§ **AIM**
Put the lines from the one containing "I bet you can find the flower bud here." through the one containing "160;76;205;122", both included, into a numbered list with blank lines left out.

-- Start of GIVEN INFORMATION --

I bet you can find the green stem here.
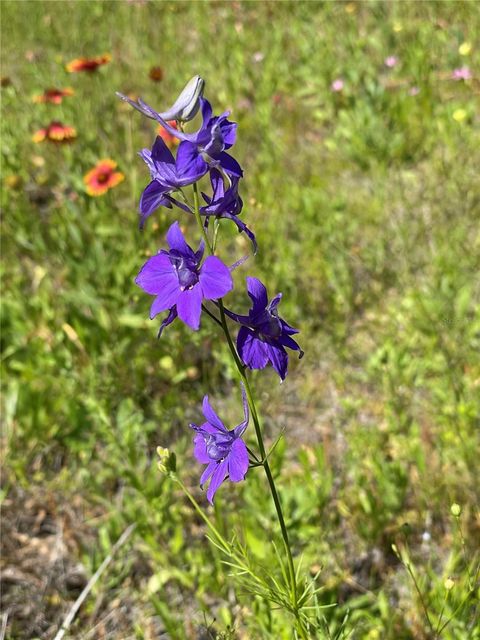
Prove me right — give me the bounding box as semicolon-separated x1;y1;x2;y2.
193;183;307;640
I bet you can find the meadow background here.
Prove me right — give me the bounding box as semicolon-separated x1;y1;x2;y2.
0;1;480;640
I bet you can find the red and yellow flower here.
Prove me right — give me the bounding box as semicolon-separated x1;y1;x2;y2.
32;121;77;144
33;87;75;104
83;159;125;196
157;120;180;149
66;53;112;73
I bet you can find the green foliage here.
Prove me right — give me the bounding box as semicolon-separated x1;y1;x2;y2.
1;1;480;640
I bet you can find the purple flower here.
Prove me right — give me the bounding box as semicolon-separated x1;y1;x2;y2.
190;386;248;504
225;278;303;380
452;67;472;80
120;95;243;178
200;169;257;253
139;136;208;228
135;222;233;333
383;56;398;69
330;78;345;93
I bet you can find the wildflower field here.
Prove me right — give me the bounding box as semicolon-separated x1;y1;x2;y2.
0;0;480;640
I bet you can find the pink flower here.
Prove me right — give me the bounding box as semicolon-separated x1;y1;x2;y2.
451;67;472;80
383;56;398;69
330;78;345;93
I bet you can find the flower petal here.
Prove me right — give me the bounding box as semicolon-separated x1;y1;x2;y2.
150;282;180;318
193;433;211;464
247;277;268;314
202;396;227;431
216;151;243;178
237;327;269;369
140;180;172;228
176;142;208;187
177;282;202;331
198;256;233;300
227;438;248;482
135;253;180;296
266;344;288;380
207;460;228;504
200;460;218;487
167;221;194;258
157;307;178;338
152;136;175;164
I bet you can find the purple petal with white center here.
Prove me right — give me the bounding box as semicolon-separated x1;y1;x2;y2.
198;256;233;300
227;438;248;482
167;221;194;258
176;282;202;331
247;277;268;314
267;293;282;311
193;433;211;464
200;97;213;129
200;460;218;487
152;136;175;165
237;327;269;369
150;281;181;320
210;169;225;202
202;396;227;431
265;344;288;380
176;142;208;187
207;460;228;504
140;180;172;228
280;318;300;336
135;253;179;296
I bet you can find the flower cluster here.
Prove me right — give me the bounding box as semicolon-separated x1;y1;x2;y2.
118;76;303;502
32;54;124;197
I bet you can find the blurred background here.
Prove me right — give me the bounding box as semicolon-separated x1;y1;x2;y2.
1;1;480;640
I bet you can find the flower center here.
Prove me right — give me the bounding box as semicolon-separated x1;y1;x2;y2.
170;253;198;291
205;434;232;461
97;171;110;184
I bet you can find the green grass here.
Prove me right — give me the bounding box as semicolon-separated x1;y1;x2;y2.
1;2;480;640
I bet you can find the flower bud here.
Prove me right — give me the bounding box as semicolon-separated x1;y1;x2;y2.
160;76;205;122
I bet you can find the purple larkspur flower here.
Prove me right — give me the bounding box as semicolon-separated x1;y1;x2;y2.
119;94;243;178
139;136;208;228
190;386;249;504
225;277;303;380
452;67;472;80
116;76;205;122
135;222;233;332
200;169;257;253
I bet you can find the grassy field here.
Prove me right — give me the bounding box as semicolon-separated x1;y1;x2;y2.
0;0;480;640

-- End of GIVEN INFORMATION --

§ **EXERCISE RESPONSE**
1. I bet you can find the flower bud here.
2. Prove me right — give me the bounding box as semicolon-separated x1;y1;x2;y2.
3. 160;76;205;122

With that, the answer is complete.